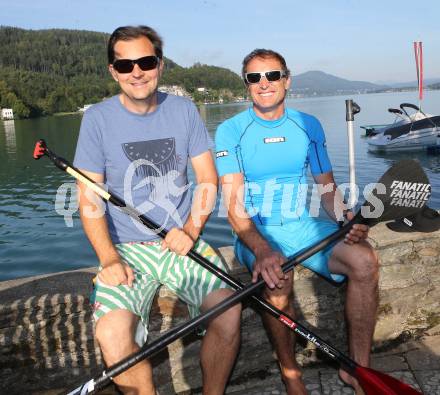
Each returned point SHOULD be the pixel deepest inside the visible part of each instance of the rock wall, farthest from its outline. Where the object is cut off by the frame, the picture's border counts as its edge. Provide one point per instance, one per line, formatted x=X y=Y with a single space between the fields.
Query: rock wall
x=46 y=332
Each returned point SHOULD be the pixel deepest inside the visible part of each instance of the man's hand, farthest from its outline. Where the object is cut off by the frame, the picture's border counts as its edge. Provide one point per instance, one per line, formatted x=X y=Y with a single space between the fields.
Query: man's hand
x=268 y=265
x=178 y=241
x=357 y=233
x=116 y=273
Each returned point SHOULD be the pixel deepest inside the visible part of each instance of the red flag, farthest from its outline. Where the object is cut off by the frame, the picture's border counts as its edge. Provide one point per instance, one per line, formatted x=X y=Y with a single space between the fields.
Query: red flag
x=418 y=52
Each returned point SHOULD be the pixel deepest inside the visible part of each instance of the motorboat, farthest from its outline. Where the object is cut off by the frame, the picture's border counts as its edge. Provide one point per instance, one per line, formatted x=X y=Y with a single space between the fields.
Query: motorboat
x=415 y=132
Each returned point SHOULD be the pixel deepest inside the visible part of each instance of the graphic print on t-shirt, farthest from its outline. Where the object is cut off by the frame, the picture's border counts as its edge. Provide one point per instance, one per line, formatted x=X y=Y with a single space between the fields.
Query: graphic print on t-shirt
x=160 y=152
x=155 y=165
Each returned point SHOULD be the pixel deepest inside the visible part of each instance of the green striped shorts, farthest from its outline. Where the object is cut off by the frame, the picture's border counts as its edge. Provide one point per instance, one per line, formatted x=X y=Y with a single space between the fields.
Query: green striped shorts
x=152 y=268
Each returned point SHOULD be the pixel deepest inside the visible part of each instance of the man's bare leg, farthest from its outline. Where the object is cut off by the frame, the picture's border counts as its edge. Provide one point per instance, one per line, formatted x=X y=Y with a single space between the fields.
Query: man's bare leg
x=360 y=264
x=220 y=344
x=282 y=338
x=115 y=335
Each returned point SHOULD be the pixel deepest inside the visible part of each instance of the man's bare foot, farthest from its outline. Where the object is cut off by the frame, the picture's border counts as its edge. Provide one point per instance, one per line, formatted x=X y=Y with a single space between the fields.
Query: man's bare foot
x=351 y=381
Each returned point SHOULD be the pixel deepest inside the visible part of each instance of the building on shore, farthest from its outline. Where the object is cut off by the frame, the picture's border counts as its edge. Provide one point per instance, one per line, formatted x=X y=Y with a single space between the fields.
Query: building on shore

################

### PROBLEM DETAILS
Output every entry exactly, leaving out pictures.

### SOLUTION TO THE PROBLEM
Each returned point SHOULD be the pixel deepest inside the visible part of each instance of the rock wall, farthest from its outline. Where the object is cut off by the frame, the picture's border counts as its edge. Provide one point per instance, one per line, formatted x=X y=Y with a single space between the fields.
Query: rock wall
x=46 y=332
Each returned point SHOULD be the pixel deepest inside the visible part of each instance of the man's hand, farthest from its outline. Where the object is cut off by the frame, the picture's border counts as its edge. Provide one point per instance, one per line, formatted x=X y=Y with a single space between the fields.
Query: man's hand
x=268 y=265
x=178 y=241
x=357 y=233
x=116 y=273
Each returned point SHOULD be the pixel deepest inside the visible part of each instance of the red flag, farthest from its outline. Where the object is cut off by the frame, the picture's border counts as its edge. Provide one point per instance, one per line, formatted x=X y=Y with a single space between the fields.
Query: red flag
x=418 y=52
Each returned point SHOULD be the pixel deepest inside the visible part of each instance of the motorboat, farthest from its outline. Where the object is cut off by the frame, the picture's border counts as its edge. Provide one point per instance, one per line, formatted x=X y=Y with a single space between the fields.
Query: motorboat
x=415 y=132
Each returned point SHOULD be the pixel deepest inside the visible part of each instance of the graphic print on t-shirt, farthest from its outline. Where the object is cut off by the frame, the picture's border counts as its edge. Provide one point per instance, one per line, formatted x=X y=Y with a single space between the fields.
Query: graphic print on t-shirt
x=160 y=152
x=155 y=165
Each returned point SHOULD be the pixel deepest inside the visible part of each instance of the green striped shorts, farthest from its outline. Where the object is cut off by the frame, the picture's border counts as its edge. Provide one point per instance, one per line, formatted x=X y=Y with a single space between the fields.
Query: green striped shorts
x=152 y=268
Each returned point SHOULD be the pixel deepest inside the visible part of each instance of the man's bare leg, farthest from its outline. Where the object is cut off by the frame, the picture's border counts as its edge. Provide one point per instance, one per line, formatted x=X y=Y with a single space between the fields.
Query: man's bare leg
x=360 y=264
x=220 y=344
x=282 y=338
x=115 y=335
Each returned point SHOULD be the pixel deepest inside the visible part of each instance of the man's bare foot, farthest from its outline. Where the object is cut off by the frame, the picture's border counts as its edge. Provide one point per instance, one per line, formatted x=X y=Y with a single space between the fields.
Query: man's bare foot
x=351 y=381
Each returned point SHOULD be the pixel deepest inside the visible part of each instance of the building on shore, farthest from its outline. Where the object is cut off by the frame, the picture's border counts as its edge. Provide one point per instance, one per line, formatted x=X y=Y with a single space between the fields.
Query: building on shore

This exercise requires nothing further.